• THE TASK: Find the line that contains "Drop a marker on the green copper" in the entries below. Output it and each later line exactly, and nothing else.

• TASK MATERIAL:

^^^^

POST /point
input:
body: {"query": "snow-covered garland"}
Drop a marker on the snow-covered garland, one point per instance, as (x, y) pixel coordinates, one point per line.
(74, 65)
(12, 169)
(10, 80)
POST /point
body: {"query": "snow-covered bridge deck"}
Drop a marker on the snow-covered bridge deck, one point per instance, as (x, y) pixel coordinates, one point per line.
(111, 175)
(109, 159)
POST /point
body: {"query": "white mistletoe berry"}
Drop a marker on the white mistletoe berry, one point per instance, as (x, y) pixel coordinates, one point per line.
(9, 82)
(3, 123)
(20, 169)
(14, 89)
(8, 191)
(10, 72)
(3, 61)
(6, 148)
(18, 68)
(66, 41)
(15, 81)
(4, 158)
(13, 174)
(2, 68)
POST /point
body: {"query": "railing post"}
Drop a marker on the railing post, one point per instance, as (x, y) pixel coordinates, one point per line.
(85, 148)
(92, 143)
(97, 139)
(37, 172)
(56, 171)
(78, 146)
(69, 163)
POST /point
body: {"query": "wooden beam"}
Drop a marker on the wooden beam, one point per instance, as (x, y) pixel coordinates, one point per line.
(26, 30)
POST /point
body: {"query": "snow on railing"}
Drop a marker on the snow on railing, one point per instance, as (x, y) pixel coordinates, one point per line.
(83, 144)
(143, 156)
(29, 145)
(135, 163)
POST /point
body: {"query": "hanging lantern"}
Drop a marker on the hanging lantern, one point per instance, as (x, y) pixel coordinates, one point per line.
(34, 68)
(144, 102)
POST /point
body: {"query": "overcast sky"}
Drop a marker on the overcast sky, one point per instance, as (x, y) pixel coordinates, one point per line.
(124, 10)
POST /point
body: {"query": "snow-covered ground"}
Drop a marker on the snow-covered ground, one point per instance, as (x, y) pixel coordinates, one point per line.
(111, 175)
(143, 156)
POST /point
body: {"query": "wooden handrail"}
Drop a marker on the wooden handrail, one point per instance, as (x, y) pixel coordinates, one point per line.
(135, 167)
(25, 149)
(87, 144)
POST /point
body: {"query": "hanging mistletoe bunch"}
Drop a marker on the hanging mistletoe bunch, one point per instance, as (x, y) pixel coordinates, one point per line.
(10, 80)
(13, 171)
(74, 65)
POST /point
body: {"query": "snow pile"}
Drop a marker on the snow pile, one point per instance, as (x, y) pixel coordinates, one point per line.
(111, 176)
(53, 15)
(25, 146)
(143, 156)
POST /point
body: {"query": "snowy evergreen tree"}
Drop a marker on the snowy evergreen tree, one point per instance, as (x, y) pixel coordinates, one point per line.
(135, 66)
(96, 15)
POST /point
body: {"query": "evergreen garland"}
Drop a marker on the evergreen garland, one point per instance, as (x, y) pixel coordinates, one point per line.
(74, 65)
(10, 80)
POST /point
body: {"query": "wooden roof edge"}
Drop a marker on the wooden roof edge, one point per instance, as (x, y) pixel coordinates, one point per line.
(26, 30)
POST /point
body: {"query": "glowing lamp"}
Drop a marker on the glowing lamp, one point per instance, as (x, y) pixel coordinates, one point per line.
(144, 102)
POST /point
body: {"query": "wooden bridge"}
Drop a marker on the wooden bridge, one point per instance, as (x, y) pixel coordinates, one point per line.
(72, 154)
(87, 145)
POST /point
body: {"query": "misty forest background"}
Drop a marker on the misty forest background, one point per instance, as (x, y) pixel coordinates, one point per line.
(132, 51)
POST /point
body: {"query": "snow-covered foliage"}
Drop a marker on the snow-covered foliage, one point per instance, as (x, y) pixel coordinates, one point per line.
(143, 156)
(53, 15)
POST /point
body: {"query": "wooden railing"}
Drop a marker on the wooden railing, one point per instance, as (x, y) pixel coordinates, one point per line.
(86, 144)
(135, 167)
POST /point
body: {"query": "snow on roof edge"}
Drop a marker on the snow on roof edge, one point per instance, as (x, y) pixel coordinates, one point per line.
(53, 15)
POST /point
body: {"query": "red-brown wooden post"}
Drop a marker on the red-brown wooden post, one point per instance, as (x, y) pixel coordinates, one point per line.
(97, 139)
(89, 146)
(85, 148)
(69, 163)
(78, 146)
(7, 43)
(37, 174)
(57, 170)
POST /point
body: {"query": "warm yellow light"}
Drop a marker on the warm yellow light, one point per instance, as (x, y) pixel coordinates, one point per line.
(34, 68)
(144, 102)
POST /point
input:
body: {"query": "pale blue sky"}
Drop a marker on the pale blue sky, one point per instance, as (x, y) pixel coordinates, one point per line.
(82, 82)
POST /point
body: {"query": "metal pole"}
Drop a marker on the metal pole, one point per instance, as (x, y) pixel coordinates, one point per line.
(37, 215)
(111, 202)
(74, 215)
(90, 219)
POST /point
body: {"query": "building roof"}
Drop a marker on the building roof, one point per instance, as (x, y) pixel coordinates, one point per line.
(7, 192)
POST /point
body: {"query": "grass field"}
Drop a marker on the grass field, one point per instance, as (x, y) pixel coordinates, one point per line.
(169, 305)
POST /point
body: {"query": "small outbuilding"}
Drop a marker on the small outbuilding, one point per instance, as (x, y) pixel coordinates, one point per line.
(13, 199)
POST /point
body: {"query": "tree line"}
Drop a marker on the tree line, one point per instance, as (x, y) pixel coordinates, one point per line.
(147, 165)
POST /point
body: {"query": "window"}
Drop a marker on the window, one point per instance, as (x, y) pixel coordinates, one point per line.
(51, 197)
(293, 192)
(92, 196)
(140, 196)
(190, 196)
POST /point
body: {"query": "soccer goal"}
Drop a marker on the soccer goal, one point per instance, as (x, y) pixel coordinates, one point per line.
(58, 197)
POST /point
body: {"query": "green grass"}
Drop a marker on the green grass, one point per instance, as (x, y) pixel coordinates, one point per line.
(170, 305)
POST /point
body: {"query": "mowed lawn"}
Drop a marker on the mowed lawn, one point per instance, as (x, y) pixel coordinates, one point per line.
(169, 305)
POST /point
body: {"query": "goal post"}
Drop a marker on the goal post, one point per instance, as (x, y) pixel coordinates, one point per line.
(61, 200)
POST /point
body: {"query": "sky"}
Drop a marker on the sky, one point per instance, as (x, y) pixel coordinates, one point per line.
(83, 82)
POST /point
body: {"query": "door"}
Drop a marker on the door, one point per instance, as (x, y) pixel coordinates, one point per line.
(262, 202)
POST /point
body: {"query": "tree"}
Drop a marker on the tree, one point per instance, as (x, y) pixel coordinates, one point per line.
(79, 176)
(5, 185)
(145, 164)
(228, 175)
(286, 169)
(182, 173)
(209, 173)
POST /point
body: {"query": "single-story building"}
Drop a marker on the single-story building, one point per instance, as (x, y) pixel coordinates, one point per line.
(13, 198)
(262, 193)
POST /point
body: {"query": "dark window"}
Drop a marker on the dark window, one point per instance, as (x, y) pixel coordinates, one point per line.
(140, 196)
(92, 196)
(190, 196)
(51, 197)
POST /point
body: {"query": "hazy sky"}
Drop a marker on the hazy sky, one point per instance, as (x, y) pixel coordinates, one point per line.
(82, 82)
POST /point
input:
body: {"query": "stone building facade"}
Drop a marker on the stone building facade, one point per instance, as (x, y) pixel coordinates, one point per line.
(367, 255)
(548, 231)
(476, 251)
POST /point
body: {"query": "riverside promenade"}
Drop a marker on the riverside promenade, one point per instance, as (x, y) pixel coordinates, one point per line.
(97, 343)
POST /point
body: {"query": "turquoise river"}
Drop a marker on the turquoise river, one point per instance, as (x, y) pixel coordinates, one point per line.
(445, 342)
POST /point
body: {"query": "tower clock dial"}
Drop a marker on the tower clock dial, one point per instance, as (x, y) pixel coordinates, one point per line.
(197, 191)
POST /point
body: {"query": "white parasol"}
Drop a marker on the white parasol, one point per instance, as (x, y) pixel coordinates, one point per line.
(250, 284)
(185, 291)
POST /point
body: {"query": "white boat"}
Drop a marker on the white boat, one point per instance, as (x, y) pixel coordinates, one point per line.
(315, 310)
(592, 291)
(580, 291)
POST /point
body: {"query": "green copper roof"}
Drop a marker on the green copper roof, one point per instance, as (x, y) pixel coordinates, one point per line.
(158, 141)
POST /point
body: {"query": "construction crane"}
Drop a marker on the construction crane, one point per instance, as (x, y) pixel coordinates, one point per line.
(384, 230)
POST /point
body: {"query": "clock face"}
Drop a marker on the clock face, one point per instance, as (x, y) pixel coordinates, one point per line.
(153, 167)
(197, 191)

^^^^

• FINISHED TASK:
Drop a marker on the green copper roof, one point per instance, as (x, y) pixel coordinates, one point per line.
(158, 141)
POST /point
body: {"query": "construction crane"}
Drop a marker on the construction crane, one point per instance, as (x, y) pixel coordinates, one point per line.
(384, 230)
POST /point
body: {"query": "clock face"}
Drop a marker on the clock face, one point per instance, as (x, y) pixel coordinates, one point per line.
(153, 167)
(197, 191)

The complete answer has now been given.